Diseñar una inteligencia artificial capaz de captar de forma autónoma estos matices sutiles presentaba un verdadero desafío. Además de modelizar los procesos mentales humanos, había que pedirles a las computadoras que dominaran una variedad infinita de conceptos, de comportamientos y de situaciones, así como el conjunto de sus correlaciones; dicho de otra manera, había que abarcar en su totalidad el marco cultural de la civilización humana, la única, de hecho, en producir sentido.

En lugar de agotarse persiguiendo este objetivo en apariencia inalcanzable, el equipo de Brodey soñaba con poner las computadoras y las tecnologías cibernéticas al servicio de los seres humanos para permitirles explorar y enriquecer su entorno y, sobre todo, a sí mismos. Desde esta perspectiva, las tecnologías de la información no eran sólo herramientas para realizar tareas, sino instrumentos para pensar el mundo e interactuar con él. Imaginemos, por ejemplo, una ducha cibernética reactiva que le hable del cambio climático y la escasez de recursos hídricos, o de un automóvil que, durante el trayecto, le hable sobre el estado del sistema de transporte público. El laboratorio inventó incluso un traje que, si uno se lo ponía para bailar, cambiaba la música en tiempo real, dejando en evidencia los complejos vínculos entre sonido y movimientos.

El Environmental Ecology Lab se oponía de manera decidida a la Escuela de Frankfurt y a su crítica de la razón instrumental: era el capitalismo industrial, y no la tecnología, el que privaba a nuestro mundo de su dimensión ecológica y nos obligaba a recurrir a la racionalidad de medios y fines que denunciaban Theodor Adorno, Max Horkheimer y Herbert Marcuse. Para restaurar esta dimensión perdida, se proponía que tomáramos conciencia, con la ayuda de sensores y computadoras, de las complejidades que se escondían tras los aspectos de la existencia que nos parecían más banales.

Las excéntricas ideas de Brodey dejaron una huella profunda pero, paradójicamente, casi invisible en nuestra cultura digital. Durante su breve carrera en el MIT, Brodey tuteló a un tal Nicholas Negroponte, un tecnoutopista de vanguardia cuyo trabajo dentro del MIT Media Lab contribuyó en gran medida a definir los términos del debate en torno de la revolución digital.4 Sin embargo, las filosofías respectivas de ambos hombres diferían por completo.

.....

» OBJETIVO: Prosigue el texto sobre el laboratorio de Brodey a partir de su última oración. Los datos proceden de otra fuente.

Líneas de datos
.....

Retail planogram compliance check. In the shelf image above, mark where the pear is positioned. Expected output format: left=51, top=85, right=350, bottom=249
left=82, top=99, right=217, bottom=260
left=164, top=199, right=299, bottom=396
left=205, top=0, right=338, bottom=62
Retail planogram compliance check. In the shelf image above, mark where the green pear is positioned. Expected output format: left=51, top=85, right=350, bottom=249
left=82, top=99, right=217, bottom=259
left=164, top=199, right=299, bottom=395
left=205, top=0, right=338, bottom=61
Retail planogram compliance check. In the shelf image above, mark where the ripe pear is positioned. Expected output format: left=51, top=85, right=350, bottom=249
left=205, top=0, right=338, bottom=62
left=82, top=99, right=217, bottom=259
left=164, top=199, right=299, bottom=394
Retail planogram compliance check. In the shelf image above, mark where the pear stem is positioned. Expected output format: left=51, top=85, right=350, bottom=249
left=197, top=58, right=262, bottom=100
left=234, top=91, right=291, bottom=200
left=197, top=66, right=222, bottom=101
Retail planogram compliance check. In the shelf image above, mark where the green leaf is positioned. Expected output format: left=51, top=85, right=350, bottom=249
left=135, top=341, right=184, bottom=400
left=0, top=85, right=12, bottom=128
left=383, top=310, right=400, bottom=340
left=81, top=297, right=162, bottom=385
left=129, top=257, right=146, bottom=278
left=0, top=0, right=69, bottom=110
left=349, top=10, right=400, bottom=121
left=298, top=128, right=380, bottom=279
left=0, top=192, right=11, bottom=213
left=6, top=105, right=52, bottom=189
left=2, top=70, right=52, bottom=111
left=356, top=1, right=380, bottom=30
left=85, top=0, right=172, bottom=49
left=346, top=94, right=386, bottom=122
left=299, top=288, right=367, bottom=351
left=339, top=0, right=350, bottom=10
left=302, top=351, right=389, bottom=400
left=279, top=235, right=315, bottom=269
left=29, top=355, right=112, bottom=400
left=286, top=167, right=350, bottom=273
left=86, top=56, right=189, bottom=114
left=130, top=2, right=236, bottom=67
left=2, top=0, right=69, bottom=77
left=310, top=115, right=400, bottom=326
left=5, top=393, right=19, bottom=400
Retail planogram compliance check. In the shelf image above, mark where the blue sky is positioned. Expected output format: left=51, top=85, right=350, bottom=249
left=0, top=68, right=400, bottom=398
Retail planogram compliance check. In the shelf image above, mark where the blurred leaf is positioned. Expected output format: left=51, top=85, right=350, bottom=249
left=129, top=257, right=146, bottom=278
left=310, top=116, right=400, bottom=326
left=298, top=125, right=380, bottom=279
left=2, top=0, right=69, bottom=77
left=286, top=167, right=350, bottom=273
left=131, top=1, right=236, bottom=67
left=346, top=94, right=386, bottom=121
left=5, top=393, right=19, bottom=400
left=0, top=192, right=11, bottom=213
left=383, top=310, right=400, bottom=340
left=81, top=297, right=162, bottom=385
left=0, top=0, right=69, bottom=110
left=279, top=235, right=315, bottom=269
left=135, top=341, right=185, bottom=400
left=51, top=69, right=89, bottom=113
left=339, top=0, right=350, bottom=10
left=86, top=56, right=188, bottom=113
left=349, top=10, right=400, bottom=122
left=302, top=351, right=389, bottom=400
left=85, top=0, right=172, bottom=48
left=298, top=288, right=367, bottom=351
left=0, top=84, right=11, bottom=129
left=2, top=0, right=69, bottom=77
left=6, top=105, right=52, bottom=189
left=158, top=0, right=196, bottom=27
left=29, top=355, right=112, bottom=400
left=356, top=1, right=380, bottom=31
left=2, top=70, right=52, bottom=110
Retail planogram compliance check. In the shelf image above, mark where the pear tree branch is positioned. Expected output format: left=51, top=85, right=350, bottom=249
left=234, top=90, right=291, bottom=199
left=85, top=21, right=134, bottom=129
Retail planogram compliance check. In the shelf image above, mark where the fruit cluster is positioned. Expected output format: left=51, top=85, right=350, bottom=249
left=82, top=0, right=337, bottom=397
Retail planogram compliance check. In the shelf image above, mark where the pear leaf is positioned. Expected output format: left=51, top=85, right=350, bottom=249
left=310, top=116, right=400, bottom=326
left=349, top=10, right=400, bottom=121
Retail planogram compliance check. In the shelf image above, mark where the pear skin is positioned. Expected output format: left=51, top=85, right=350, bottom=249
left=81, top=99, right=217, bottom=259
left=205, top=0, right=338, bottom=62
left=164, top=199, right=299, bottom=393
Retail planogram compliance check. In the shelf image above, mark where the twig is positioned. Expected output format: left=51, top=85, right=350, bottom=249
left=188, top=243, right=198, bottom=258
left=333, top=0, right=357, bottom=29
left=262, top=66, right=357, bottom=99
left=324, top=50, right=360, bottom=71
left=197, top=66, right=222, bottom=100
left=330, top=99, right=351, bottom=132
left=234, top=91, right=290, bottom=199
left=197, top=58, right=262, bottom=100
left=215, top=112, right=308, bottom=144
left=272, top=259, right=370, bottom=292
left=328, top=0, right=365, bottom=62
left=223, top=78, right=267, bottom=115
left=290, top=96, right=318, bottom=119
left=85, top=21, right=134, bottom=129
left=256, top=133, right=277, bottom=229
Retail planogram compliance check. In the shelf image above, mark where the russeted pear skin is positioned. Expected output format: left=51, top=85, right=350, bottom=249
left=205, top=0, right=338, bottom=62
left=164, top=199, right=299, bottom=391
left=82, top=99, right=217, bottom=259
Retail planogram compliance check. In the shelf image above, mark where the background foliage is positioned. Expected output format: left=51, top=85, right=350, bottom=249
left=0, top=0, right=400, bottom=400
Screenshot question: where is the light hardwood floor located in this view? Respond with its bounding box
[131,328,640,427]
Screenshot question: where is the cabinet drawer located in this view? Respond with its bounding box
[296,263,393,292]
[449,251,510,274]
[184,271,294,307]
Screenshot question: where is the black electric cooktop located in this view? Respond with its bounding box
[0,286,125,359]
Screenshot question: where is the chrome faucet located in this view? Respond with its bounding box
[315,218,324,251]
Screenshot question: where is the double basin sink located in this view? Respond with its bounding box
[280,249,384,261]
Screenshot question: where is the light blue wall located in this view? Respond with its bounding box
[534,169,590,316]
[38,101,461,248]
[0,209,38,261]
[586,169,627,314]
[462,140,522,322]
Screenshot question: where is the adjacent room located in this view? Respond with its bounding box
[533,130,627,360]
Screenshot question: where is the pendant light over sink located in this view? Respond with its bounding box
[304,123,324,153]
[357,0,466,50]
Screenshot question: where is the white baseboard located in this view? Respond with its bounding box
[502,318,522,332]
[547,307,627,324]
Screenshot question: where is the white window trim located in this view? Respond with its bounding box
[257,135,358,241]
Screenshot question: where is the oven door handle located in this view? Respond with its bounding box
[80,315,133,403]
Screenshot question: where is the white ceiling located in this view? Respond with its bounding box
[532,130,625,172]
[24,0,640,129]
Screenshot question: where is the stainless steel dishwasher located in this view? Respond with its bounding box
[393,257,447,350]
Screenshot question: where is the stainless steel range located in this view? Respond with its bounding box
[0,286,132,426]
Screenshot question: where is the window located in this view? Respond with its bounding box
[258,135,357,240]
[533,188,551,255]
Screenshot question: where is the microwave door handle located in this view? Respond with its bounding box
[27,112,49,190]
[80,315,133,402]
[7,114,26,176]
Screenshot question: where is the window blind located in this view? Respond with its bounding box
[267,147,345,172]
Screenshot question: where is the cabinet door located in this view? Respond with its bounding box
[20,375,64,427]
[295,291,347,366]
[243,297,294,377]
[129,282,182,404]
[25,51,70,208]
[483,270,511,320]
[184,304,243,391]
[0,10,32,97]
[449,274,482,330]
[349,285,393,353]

.....

» RESPUESTA:
Brodey creía que los aparatos cibernéticos de nueva generación debían distinguirse principalmente por su “reactividad”, un medio de facilitar el diálogo hombre-máquina y de agudizar nuestra conciencia ecológica. Postulaba que los individuos aspiraban de modo sincero a evolucionar y veía a la computadora como una aliada en esta empresa de transformación permanente. Su protegido Negroponte readaptó el concepto para hacerlo más manejable: las máquinas tenían como función primordial comprender, predecir y satisfacer nuestras necesidades inmediatas. En síntesis, Negroponte buscaba crear máquinas originales y excéntricas, mientras que Brodey, convencido de que los entornos inteligentes ‒y la inteligencia a secas‒ no podían existir sin las personas, buscaba crear humanos originales y excéntricos. Silicon Valley adoptó la visión de Negroponte.

Mejorar lo humano

Había otro elemento que hacía a Brodey muy singular entre sus pares: mientras que los expertos en informática de la época veían la IA como una herramienta para aumentar a los humanos –y a las máquinas les tocaba el trabajo sucio para estimular la productividad‒, él apuntaba a mejorar lo humano, un concepto que iba bastante más allá de la mera productividad.5

La distinción entre estos dos paradigmas es sutil, pero crucial. El aumento es cuando uno usa el GPS del teléfono celular para orientarse en un terreno desconocido: eso permite llegar de manera más rápida y fácil a destino. Pero la ganancia sigue siendo efímera. Sin esa muleta tecnológica, uno se encuentra más indefenso todavía. La mejora consiste en valerse de la tecnología para desarrollar nuevas competencias ‒en este caso, se trataría de afinar el sentido innato de la orientación recurriendo a técnicas de memorización, o de aprender a descifrar las señales de la naturaleza–.

En esencia, el aumento nos quita capacidades en nombre de la eficacia, mientras que la mejora nos hace adquirir algunas nuevas y enriquece nuestras interacciones con el mundo. De esta diferencia fundamental se deriva la manera en la que integramos la tecnología en nuestras vidas, sea para transformarnos en operadores pasivos o bien en artesanos creadores.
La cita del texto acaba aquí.